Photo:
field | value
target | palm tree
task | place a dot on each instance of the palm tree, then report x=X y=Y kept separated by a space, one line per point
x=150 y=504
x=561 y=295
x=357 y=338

◇ ◇ ◇

**WHAT THE EXERCISE ASKS:**
Your task is to reproduce exactly the lines from the one with "task | place" through the end of the listing. Both ends belong in the answer.

**OUTPUT BELOW:**
task | place a dot on each instance of the palm tree, then report x=X y=Y kept separated by a space, one line per point
x=150 y=504
x=561 y=295
x=357 y=338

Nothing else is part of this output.